TO DO: Update the stretch of the garden essay from "I think I would" through "are a gardener." by replacing "morning" with "evening".

SELECTED PASSAGE:
◆ ◆ ◆

"Beauty surrounds us, but usually we need to be walking in a garden to know it."
~Rumi~
I hadn't planned on anything grand, it was a fleeting effort at best, a virgin attempt at gardening. My mother was a gardener, my brother grows flowers that speak lovely. My sister-in-law received the gift, so did my sister. When I tossed a few bulbs into an over-sized pot, whispered help, please, thank you, and gave my husband the job of master fertilizer, I waited semi-patiently for the unknown. Mostly.
I practiced talking to the plant, studied every inch of new growth as if constant vigilance and one-sided conversation provided five-star health insurance for this novice experiment. In recent years back issues have forced me to work in the yard waist-level up. Our God is quite creative in helping the weak, and ever so gentle in the grumbling moments, tenderly rerouting the focus back toward the light, to the present, to the unspeakable beautiful.
A quote I read years ago still sits with me like an old friend who knows all your secrets, and this friend doesn't squirm and look around for an escape route once your soul is lying on the hot concrete.
Trust the unknown, it's the only thing that truly cares about you, it said. On that day when I plopped those bulbs into fresh nurturing soil, with weak trust muscles and eyes looking down instead of up, God had already began the wondrous work out in the garden. He really likes to help, and He is super good at surprises.
I think I would have liked Rumi. For one day recently in a breathless summer moment, I felt the thunderous roar of heaven clap happy under my feet as I stepped out into the garden. One of the blooms opened to its full glory, and the slight morning breeze brushed lightly across my cheeks. My gaze, it swept across the yard for full measure, taking in the splashes of color sitting pretty here and there and everywhere. I breathed it in, this fresh dose of delicious joy. You are a gardener.

◆ ◆ ◆

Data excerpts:
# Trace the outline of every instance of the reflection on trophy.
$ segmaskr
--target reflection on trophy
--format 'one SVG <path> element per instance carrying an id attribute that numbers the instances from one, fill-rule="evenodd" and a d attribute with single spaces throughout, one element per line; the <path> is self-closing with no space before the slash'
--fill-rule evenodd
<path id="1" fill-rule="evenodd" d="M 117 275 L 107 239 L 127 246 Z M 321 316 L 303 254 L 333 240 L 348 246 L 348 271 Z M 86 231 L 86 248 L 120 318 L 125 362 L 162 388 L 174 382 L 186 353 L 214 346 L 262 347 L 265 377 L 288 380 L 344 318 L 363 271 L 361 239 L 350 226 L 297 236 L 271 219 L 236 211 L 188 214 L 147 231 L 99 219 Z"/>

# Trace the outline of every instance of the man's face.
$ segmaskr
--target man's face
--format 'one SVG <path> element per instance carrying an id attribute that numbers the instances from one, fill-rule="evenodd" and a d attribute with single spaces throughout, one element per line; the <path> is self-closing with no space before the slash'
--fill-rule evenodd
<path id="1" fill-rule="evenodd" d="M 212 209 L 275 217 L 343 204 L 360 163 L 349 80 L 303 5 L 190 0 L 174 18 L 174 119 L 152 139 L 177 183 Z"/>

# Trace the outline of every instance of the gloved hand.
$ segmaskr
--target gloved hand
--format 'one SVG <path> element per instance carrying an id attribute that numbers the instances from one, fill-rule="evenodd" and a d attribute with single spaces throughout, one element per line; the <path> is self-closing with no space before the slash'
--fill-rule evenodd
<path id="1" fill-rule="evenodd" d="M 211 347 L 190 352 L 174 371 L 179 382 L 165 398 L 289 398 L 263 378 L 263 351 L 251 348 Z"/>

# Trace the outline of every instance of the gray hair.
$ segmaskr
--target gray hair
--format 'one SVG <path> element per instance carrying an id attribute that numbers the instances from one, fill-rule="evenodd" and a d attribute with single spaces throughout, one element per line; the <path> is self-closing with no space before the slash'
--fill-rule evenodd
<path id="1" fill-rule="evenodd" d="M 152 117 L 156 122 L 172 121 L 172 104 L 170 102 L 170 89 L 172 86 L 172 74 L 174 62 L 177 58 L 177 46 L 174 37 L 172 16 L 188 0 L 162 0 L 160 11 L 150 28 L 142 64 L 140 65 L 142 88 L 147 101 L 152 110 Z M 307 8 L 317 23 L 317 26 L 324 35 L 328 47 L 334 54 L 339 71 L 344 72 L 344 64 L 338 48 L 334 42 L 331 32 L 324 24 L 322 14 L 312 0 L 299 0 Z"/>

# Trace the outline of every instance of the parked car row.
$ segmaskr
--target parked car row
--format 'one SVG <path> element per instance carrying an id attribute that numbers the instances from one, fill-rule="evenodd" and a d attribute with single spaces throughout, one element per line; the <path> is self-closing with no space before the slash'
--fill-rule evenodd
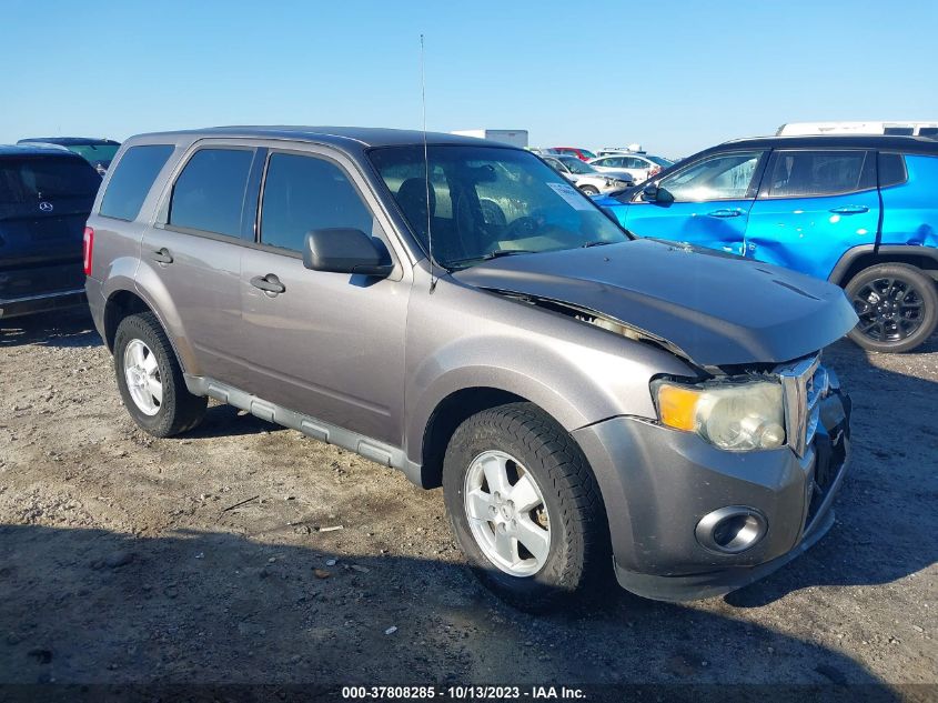
<path id="1" fill-rule="evenodd" d="M 214 398 L 442 485 L 476 573 L 529 610 L 608 551 L 624 587 L 684 600 L 808 549 L 849 450 L 824 348 L 912 349 L 938 313 L 918 138 L 742 140 L 639 185 L 394 130 L 112 155 L 102 184 L 61 144 L 0 150 L 0 317 L 83 283 L 143 430 Z"/>
<path id="2" fill-rule="evenodd" d="M 598 195 L 629 188 L 635 179 L 625 171 L 601 172 L 576 157 L 544 155 L 544 162 L 587 195 Z"/>

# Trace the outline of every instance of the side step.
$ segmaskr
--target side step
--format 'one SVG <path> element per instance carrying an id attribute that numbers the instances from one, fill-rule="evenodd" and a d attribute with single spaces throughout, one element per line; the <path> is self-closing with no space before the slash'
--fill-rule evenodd
<path id="1" fill-rule="evenodd" d="M 214 398 L 229 405 L 245 410 L 261 420 L 296 430 L 326 444 L 335 444 L 342 449 L 347 449 L 350 452 L 361 454 L 375 463 L 391 466 L 392 469 L 400 469 L 412 481 L 414 480 L 414 475 L 420 476 L 420 465 L 407 461 L 403 450 L 396 446 L 391 446 L 364 434 L 359 434 L 357 432 L 335 426 L 322 420 L 316 420 L 310 415 L 288 410 L 276 403 L 263 400 L 251 393 L 245 393 L 214 379 L 189 374 L 184 374 L 184 378 L 185 386 L 193 395 Z M 418 480 L 415 483 L 420 485 Z"/>

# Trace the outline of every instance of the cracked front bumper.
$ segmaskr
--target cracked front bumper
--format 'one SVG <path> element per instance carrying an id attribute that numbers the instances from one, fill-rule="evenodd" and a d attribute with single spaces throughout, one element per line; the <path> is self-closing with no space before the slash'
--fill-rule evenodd
<path id="1" fill-rule="evenodd" d="M 835 392 L 823 403 L 823 422 L 800 458 L 787 446 L 726 452 L 636 418 L 576 430 L 603 494 L 619 584 L 656 600 L 720 595 L 824 536 L 849 455 L 850 402 Z M 767 521 L 762 540 L 735 554 L 706 549 L 695 535 L 705 515 L 728 505 L 755 509 Z"/>

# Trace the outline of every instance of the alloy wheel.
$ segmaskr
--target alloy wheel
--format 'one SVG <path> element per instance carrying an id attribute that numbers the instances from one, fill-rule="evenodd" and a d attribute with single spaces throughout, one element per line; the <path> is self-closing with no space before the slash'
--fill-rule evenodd
<path id="1" fill-rule="evenodd" d="M 153 351 L 141 340 L 131 340 L 123 354 L 124 380 L 133 404 L 145 415 L 155 415 L 163 404 L 163 381 Z"/>
<path id="2" fill-rule="evenodd" d="M 876 342 L 900 342 L 921 327 L 925 303 L 909 281 L 875 279 L 854 293 L 857 330 Z"/>
<path id="3" fill-rule="evenodd" d="M 476 456 L 463 495 L 472 535 L 488 561 L 522 578 L 544 566 L 551 552 L 547 505 L 516 459 L 494 450 Z"/>

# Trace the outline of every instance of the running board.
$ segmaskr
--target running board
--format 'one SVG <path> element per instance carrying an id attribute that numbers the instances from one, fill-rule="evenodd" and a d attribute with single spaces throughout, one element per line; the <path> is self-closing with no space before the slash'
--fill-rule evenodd
<path id="1" fill-rule="evenodd" d="M 390 444 L 373 440 L 352 430 L 316 420 L 310 415 L 288 410 L 276 403 L 263 400 L 214 379 L 190 375 L 188 373 L 183 374 L 183 378 L 185 379 L 185 386 L 193 395 L 214 398 L 229 405 L 245 410 L 261 420 L 296 430 L 306 436 L 325 442 L 326 444 L 335 444 L 342 449 L 347 449 L 350 452 L 361 454 L 365 459 L 384 466 L 400 469 L 406 474 L 407 479 L 421 485 L 420 464 L 409 461 L 403 450 L 396 446 L 391 446 Z"/>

◆ ◆ ◆

SOLUTION FOR THIS PROBLEM:
I think I would have liked Rumi. For one day recently in a breathless summer moment, I felt the thunderous roar of heaven clap happy under my feet as I stepped out into the garden. One of the blooms opened to its full glory, and the slight evening breeze brushed lightly across my cheeks. My gaze, it swept across the yard for full measure, taking in the splashes of color sitting pretty here and there and everywhere. I breathed it in, this fresh dose of delicious joy. You are a gardener.